▸ **GIVEN PROBLEM**
Format all of the records below as a numbered list, omitting any blank lines.

(Location labeling records)
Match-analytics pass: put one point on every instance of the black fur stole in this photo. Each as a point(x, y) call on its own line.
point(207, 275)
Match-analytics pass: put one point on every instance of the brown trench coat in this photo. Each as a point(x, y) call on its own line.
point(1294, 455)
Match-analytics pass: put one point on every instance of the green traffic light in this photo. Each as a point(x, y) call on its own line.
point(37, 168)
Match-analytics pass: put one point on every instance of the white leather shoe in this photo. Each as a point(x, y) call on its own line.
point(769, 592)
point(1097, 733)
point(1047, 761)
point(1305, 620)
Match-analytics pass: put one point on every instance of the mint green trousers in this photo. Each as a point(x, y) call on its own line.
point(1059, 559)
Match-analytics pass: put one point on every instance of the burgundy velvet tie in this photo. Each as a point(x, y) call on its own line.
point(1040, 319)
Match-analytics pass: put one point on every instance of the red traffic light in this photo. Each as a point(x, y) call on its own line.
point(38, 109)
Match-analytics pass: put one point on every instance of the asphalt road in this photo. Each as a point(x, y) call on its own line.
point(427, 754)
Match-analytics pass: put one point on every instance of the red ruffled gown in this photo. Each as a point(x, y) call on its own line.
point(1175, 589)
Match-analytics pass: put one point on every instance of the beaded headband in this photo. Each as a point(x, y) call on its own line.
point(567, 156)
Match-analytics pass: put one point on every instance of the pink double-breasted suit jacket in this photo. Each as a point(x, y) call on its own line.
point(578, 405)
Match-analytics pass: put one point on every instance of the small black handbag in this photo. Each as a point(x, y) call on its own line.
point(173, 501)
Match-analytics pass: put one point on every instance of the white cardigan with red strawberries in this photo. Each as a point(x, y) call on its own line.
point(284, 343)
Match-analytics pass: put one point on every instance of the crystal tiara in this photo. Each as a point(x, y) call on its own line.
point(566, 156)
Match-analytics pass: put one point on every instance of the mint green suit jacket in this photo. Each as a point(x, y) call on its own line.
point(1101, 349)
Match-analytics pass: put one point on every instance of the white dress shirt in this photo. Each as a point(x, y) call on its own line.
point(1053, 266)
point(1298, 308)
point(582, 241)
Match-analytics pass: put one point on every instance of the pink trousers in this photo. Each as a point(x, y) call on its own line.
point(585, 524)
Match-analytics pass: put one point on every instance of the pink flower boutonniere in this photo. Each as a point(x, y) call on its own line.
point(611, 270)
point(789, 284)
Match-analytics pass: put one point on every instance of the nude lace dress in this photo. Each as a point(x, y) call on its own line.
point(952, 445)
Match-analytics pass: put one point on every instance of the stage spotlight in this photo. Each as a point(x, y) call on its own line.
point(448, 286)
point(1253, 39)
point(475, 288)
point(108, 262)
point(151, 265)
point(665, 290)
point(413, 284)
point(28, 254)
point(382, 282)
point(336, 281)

▸ **SOLUTION FOR THIS EXERCISE**
1. Match-analytics pass: put one point on every instance of the black fur stole in this photo. Each as a point(x, y) call on its own line.
2. point(207, 275)
3. Match-analytics pass: put one point on every instance of the brown trench coat in this photo. Each as a point(x, y) call on its own line.
4. point(1294, 455)
5. Match-analytics pass: put one point on every instance of the green traffic light in this photo. Each as a point(x, y) call on its own line.
6. point(37, 168)
7. Match-analytics pass: put one point on every instance of the white leather shoe in this photo. Each as a point(x, y) call on its own line.
8. point(769, 592)
9. point(1097, 733)
10. point(1047, 761)
11. point(1305, 620)
12. Match-analytics pass: put one point on every instance of the mint green trousers in this photo. Each as a point(x, y) call on its own line.
13. point(1059, 559)
14. Match-analytics pass: put one point on every instance of the burgundy velvet tie in this photo. Each as a point(x, y) call on its own line.
15. point(1040, 319)
16. Match-analytics pass: put one point on every instance of the red traffic light in this photo. Each as a point(x, y) call on its own line.
17. point(38, 109)
18. Match-analytics pass: put one point on every instance of the asphalt road in this photo. Each as a point(x, y) call on its own line.
19. point(427, 754)
20. Match-analytics pass: put one point on every instance of the red ruffled gown in this photo. Each as a point(x, y) call on its own line.
21. point(1175, 589)
22. Match-analytics pass: put one point on every instance of the beaded headband in this photo. Each as a point(x, y) call on its own line.
23. point(567, 156)
24. Match-analytics pass: put one point on every instance of the pink double-breasted suit jacket in this photo. Each as a point(x, y) call on its own line.
25. point(578, 405)
26. Match-analytics pass: put one point on every instance of the small black handbag in this photo. Each as a point(x, y) call on its own line.
27. point(173, 501)
28. Match-analytics pass: put one point on every instance of the white cardigan with red strawberries in this photo. Each as a point(x, y) call on its own line.
29. point(284, 343)
30. Match-analytics pass: put one point on every instance of the crystal tiara in this photo. Each as a point(x, y) call on its own line.
31. point(566, 156)
32. Match-analytics pass: put one point on every instance of the mint green suit jacket in this photo. Each as a point(x, y) call on its own line.
33. point(1101, 349)
34. Match-analytics pass: put one point on every instance of the white dress shirt in this photo. Each as a point(x, y) call on its own line.
35. point(1053, 266)
36. point(1298, 308)
37. point(582, 241)
38. Match-analytics pass: put one point on every instance of the pink trousers in this photo. Each as a point(x, y) call on its own line.
39. point(585, 524)
40. Match-analytics pass: put one point on every instance of the pink flower boutonniere in this photo. Each as a point(x, y) call on its own line.
41. point(611, 270)
42. point(789, 284)
43. Match-analytics pass: put one point on every instance of the nude lace dress in this photo. Each as a point(x, y) call on its own line.
44. point(952, 445)
45. Match-analytics pass: put one point on every instance of the stage spotlight in this photo. Each as a point(x, y) call on its own line.
46. point(448, 286)
47. point(1253, 39)
48. point(475, 288)
49. point(108, 262)
50. point(151, 265)
51. point(665, 290)
52. point(413, 284)
53. point(28, 254)
54. point(382, 282)
55. point(336, 281)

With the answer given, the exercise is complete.